SOURCE PASSAGE
------------------------------------------------------------

This means the grid acts as a “virtual battery”, storing excess energy that can later be used to offset power usage when the sun isn’t shining. The credits are determined by an export tariff approved by Nersa, ensuring a structured approach to compensation.
Who Is Eligible for Net Billing?
The net-billing system applies to a range of renewable energy sources, including:
- Solar (rooftop photovoltaic systems)
- Wind
- Hydropower
- Geothermal
- Biomass and biogas
- Biofuel and renewable fuel cells
To participate, households and businesses must apply through Eskom or their local municipality to ensure proper registration and compliance.
Why Net Billing Matters Now
The introduction of net billing comes at a critical time, as South Africans face rising electricity costs. Nersa recently approved a 12.7% electricity tariff increase for Eskom for the 2025/26 financial year, putting further pressure on household budgets.
In response, many consumers have turned to solar power. In fact, South Africa imported R17.5 billion worth of solar panels in 2023, following a record-breaking year of load shedding. The ability to earn credits for excess energy could make solar power even more attractive for those looking to cut costs.
The Catch: Eskom’s 2026 Compliance Deadline
While net billing offers a financial incentive for solar users, Eskom has issued a strict compliance warning. Households with grid-tied rooftop solar systems must register their systems by March 2026 or face possible penalties.
This applies to all small-scale embedded generation (SSEG) installations up to 50kW, including:
- Typical household solar setups (5–10kW systems)
- Commercial solar installations
Households that register before the deadline may qualify for exemptions from certain fees, including:
- Application fees
- Tariff conversion costs
- Connection charges
Eskom argues that unregistered systems pose risks to grid stability and the safety of maintenance workers. However, critics believe that not all rooftop solar installations should be classified as SSEGs, especially those that operate independently and do not export electricity to the grid.

------------------------------------------------------------

TASK TO COMPLETE
List every renewable energy source that the text on net billing names as covered by the net-billing system. The listing that follows comes from a separate source and is unrelated to the text on net billing.

MATERIAL SHOWN

------------------------------------------------------------

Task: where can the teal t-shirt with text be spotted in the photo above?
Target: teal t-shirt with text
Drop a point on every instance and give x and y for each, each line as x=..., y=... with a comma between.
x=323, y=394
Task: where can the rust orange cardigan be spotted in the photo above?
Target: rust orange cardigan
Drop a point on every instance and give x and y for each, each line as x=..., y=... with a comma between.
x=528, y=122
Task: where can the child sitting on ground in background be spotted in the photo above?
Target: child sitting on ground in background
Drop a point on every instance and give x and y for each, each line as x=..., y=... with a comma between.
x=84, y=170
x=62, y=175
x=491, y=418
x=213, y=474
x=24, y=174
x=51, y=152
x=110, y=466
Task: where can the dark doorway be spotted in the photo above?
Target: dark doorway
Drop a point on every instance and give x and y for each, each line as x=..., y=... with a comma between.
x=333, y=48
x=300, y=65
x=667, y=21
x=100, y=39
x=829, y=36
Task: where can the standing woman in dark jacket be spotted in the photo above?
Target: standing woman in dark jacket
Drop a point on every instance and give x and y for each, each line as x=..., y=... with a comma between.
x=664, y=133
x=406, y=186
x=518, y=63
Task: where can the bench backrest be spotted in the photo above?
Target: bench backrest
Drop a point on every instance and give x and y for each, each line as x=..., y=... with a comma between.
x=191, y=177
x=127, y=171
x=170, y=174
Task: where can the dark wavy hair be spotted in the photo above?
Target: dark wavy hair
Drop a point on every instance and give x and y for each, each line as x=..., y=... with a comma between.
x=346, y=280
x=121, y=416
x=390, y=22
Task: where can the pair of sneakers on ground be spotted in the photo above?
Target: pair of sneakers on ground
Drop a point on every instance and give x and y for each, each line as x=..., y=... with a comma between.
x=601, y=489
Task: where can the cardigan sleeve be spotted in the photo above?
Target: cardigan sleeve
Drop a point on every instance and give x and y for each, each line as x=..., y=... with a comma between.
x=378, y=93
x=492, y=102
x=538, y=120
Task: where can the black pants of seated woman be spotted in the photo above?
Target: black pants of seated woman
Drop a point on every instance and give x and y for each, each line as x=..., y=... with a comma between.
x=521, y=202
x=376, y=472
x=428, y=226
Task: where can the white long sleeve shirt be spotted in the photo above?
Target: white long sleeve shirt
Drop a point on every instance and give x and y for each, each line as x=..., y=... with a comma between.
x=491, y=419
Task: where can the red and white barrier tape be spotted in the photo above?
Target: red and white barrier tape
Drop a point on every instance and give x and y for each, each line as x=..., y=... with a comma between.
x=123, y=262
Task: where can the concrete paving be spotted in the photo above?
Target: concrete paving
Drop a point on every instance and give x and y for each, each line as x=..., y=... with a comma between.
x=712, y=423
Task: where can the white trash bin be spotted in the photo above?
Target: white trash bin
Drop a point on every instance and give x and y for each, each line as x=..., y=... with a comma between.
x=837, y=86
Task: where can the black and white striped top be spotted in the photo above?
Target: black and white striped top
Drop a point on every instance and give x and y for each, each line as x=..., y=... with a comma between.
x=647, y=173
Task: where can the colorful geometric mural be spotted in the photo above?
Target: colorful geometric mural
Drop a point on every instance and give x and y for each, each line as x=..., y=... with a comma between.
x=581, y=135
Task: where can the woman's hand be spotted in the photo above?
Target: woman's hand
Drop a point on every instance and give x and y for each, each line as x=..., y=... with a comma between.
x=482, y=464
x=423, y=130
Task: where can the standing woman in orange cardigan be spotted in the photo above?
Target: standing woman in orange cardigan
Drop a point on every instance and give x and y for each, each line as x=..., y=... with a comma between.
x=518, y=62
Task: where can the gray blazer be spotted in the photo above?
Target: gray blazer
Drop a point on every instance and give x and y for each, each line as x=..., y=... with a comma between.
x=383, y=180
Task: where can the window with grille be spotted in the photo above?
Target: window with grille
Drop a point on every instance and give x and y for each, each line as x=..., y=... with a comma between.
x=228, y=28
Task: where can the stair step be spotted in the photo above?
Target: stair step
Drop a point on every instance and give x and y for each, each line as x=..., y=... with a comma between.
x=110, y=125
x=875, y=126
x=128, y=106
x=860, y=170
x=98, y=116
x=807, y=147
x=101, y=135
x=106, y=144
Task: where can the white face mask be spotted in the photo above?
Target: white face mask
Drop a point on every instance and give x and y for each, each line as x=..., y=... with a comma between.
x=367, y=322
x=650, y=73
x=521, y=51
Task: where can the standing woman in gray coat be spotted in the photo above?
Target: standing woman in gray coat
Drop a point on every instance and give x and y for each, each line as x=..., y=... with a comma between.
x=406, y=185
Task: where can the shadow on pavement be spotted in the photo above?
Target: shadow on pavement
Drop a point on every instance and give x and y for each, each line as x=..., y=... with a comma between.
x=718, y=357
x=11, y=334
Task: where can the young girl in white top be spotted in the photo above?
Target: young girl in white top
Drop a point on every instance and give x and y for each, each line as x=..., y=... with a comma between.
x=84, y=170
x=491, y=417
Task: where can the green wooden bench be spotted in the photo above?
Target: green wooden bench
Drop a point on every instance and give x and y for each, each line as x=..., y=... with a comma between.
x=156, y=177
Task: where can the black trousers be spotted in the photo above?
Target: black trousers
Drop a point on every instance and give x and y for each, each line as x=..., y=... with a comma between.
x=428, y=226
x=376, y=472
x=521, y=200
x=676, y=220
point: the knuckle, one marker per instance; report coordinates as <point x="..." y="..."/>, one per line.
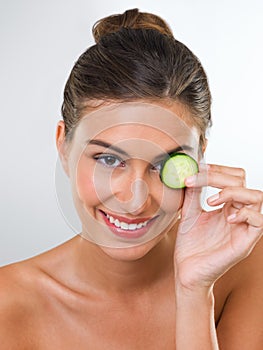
<point x="259" y="196"/>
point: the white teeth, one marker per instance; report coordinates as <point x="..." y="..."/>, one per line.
<point x="125" y="225"/>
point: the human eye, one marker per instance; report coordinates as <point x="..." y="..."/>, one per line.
<point x="109" y="160"/>
<point x="157" y="167"/>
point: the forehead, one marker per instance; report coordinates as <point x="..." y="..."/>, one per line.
<point x="140" y="120"/>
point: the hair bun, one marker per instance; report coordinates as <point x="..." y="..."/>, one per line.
<point x="129" y="19"/>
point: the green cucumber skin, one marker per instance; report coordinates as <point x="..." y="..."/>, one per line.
<point x="163" y="176"/>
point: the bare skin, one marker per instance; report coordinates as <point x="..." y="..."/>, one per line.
<point x="46" y="304"/>
<point x="159" y="295"/>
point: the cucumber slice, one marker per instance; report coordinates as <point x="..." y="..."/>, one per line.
<point x="176" y="168"/>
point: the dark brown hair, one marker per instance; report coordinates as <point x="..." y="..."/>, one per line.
<point x="136" y="57"/>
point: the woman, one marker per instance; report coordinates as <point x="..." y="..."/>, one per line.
<point x="150" y="269"/>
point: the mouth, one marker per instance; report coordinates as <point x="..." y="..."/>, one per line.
<point x="129" y="228"/>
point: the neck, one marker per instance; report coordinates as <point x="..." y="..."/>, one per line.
<point x="117" y="271"/>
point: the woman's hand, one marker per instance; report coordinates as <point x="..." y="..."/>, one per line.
<point x="209" y="243"/>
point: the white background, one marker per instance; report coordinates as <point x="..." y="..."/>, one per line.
<point x="41" y="40"/>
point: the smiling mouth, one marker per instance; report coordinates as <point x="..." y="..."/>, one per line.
<point x="127" y="224"/>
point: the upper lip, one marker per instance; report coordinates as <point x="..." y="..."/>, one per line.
<point x="127" y="220"/>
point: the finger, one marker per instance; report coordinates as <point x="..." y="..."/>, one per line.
<point x="214" y="179"/>
<point x="191" y="209"/>
<point x="240" y="172"/>
<point x="240" y="196"/>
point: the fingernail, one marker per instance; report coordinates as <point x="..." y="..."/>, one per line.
<point x="190" y="181"/>
<point x="231" y="217"/>
<point x="213" y="198"/>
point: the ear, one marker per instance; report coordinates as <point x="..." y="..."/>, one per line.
<point x="62" y="145"/>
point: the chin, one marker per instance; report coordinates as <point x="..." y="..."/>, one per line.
<point x="132" y="253"/>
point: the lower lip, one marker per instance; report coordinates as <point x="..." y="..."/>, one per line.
<point x="128" y="233"/>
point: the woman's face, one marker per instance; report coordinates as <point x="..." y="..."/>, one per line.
<point x="114" y="164"/>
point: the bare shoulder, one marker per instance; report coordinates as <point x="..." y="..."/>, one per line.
<point x="17" y="304"/>
<point x="27" y="290"/>
<point x="240" y="324"/>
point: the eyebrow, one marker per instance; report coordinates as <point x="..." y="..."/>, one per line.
<point x="121" y="151"/>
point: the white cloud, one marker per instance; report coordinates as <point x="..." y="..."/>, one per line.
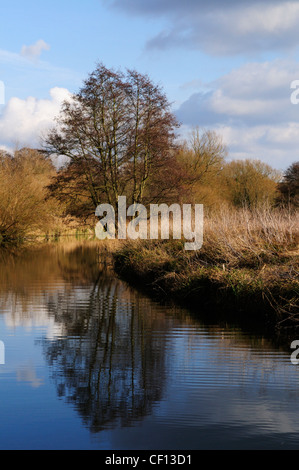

------------------------------------------------------------

RESPONSE AREA
Solar (rooftop photovoltaic systems), wind, hydropower, geothermal, biomass and biogas, and biofuel and renewable fuel cells.